## BEGIN Records for this exercise
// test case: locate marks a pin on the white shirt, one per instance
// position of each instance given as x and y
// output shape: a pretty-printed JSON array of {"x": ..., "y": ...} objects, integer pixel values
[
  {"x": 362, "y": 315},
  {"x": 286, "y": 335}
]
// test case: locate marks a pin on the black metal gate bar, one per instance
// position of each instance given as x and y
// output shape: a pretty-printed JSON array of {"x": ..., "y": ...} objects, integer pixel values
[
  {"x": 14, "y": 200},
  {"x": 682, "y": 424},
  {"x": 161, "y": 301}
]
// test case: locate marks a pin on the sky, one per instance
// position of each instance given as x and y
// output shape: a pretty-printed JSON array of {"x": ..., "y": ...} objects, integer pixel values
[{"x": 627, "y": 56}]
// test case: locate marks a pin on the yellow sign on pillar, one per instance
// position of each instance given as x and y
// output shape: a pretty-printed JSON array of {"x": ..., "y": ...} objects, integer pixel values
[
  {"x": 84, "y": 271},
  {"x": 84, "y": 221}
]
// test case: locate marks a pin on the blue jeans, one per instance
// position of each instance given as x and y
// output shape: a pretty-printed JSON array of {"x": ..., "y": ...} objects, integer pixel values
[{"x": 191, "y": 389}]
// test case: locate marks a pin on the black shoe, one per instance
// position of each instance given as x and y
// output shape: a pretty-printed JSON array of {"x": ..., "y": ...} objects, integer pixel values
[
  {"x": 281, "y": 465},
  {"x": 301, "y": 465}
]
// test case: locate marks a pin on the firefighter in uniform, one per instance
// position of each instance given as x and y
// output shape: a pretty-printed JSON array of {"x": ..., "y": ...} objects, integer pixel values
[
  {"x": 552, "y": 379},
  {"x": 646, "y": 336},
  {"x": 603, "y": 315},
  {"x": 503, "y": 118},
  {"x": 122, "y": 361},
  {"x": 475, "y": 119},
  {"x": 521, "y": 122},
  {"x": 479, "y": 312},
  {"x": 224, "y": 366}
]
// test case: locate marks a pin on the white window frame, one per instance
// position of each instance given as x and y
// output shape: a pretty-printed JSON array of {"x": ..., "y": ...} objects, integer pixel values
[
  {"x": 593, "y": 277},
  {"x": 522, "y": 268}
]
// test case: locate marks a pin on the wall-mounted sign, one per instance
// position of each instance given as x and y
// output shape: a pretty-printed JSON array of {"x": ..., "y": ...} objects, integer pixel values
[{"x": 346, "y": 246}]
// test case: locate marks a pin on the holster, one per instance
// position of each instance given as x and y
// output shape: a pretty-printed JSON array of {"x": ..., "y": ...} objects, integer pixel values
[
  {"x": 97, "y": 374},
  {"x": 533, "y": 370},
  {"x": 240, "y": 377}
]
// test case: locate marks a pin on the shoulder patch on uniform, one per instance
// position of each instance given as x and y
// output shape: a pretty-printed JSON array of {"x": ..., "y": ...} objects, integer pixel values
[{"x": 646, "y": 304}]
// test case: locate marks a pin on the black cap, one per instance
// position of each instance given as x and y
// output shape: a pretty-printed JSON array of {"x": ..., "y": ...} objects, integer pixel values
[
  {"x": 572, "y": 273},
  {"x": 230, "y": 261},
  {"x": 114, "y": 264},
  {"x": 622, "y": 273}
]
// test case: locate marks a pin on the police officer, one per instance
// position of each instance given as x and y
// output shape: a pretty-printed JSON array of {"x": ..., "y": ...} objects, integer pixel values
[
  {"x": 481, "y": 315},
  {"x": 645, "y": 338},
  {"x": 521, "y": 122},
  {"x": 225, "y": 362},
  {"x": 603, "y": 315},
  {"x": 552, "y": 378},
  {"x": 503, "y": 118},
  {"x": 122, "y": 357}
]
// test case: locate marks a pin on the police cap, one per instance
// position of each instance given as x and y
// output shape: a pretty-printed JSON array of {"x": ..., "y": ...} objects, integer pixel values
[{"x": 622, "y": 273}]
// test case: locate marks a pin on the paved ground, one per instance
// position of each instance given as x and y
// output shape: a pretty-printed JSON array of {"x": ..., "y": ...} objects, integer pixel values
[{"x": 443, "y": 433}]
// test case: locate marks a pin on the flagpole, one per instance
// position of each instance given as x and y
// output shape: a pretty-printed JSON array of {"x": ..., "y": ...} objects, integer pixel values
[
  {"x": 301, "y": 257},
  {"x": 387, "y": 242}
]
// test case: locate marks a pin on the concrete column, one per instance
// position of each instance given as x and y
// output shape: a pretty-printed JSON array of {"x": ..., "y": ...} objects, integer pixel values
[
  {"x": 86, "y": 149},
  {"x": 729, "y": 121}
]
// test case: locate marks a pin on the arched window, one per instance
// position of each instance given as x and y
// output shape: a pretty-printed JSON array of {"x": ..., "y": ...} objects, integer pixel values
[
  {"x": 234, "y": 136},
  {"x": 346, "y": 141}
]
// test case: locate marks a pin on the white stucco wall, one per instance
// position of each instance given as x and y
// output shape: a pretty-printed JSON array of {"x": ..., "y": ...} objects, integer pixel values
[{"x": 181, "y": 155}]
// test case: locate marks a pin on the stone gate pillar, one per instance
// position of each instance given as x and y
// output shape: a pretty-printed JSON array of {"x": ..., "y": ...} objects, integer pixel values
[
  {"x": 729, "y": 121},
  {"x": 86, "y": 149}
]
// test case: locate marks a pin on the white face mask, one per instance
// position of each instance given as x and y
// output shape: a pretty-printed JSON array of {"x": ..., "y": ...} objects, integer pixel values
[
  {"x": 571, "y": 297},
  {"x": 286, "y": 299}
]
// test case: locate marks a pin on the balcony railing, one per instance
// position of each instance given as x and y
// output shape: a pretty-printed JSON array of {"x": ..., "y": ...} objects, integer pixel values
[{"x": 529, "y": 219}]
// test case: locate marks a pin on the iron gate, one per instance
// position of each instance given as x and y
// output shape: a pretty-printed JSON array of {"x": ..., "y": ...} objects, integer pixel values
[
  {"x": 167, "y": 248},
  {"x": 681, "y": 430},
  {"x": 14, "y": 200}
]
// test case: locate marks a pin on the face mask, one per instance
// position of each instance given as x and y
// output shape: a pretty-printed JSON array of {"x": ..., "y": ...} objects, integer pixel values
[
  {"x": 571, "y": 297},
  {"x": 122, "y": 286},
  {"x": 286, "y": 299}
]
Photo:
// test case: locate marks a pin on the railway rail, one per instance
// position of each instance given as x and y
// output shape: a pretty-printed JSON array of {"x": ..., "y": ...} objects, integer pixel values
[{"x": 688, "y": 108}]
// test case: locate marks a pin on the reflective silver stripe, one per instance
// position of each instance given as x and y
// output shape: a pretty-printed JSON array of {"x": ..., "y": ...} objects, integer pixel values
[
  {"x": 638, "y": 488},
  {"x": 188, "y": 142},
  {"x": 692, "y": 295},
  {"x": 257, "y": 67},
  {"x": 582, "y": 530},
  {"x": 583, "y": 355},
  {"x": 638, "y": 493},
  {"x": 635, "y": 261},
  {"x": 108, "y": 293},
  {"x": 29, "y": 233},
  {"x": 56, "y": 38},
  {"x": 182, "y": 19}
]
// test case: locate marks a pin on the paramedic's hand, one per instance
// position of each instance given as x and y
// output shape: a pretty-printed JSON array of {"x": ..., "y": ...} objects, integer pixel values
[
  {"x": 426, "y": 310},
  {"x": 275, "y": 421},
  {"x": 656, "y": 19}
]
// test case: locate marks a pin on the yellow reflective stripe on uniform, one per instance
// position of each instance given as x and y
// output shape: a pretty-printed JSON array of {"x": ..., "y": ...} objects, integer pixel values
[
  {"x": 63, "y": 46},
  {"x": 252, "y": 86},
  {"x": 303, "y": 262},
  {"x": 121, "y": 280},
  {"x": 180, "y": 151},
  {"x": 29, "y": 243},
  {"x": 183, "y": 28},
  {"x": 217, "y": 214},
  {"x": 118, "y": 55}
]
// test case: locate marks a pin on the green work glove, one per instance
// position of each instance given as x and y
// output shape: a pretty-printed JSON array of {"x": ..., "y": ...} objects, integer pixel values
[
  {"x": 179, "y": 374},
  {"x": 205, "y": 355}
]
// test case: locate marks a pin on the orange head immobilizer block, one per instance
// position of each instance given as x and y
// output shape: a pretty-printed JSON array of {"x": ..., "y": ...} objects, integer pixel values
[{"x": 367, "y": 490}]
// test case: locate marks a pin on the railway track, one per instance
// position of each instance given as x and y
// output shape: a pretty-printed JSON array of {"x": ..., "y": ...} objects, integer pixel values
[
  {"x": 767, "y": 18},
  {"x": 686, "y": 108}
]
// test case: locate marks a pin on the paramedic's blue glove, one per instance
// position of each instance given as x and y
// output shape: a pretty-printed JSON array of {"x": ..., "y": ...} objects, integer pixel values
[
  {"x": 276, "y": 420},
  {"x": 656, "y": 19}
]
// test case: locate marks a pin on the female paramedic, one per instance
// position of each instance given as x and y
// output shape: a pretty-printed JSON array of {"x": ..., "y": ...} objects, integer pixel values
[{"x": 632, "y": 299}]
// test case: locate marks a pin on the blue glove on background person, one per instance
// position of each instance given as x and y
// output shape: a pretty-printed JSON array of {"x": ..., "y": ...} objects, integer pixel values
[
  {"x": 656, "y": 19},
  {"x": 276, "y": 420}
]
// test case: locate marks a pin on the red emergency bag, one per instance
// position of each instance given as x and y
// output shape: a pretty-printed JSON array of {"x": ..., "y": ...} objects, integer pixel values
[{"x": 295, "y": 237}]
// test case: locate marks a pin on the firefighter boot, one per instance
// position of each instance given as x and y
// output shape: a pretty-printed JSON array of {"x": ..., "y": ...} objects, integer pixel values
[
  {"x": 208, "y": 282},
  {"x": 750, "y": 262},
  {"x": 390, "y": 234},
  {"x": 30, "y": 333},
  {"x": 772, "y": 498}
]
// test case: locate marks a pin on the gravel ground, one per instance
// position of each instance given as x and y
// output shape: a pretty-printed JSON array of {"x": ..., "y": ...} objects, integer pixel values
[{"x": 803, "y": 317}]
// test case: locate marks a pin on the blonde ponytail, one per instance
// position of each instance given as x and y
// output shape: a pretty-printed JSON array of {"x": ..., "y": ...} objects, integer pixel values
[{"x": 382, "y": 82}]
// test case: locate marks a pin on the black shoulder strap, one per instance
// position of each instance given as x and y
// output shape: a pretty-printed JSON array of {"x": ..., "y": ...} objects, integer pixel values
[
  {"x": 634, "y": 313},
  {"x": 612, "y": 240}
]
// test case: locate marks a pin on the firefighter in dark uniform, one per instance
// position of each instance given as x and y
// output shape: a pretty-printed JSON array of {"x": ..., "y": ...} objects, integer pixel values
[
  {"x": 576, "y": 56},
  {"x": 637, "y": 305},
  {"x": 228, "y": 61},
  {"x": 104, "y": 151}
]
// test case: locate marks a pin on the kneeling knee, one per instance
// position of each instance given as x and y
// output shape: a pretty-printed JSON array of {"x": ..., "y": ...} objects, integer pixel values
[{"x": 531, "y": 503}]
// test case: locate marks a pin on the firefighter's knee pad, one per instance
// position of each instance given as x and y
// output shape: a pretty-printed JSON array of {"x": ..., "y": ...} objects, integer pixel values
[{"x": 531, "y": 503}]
## END Records for this exercise
Stated goal
Rewrite the stretch from the line containing "knee, one per instance" through the end of the lines, changing "pretty-printed" to "indented" and leaving everything else the same.

Response below
// test case: locate marks a pin on the kneeling knee, one per instance
// position of each instance given as x and y
// output shape: a indented JSON array of {"x": ..., "y": ...} objects, integer pixel values
[{"x": 531, "y": 503}]
// test case: locate marks a pin on the firefighter's knee pad, one per instance
// position of each instance given as x and y
// output shape: a indented JSON array of {"x": ..., "y": ...} objects, integer pixel values
[{"x": 531, "y": 503}]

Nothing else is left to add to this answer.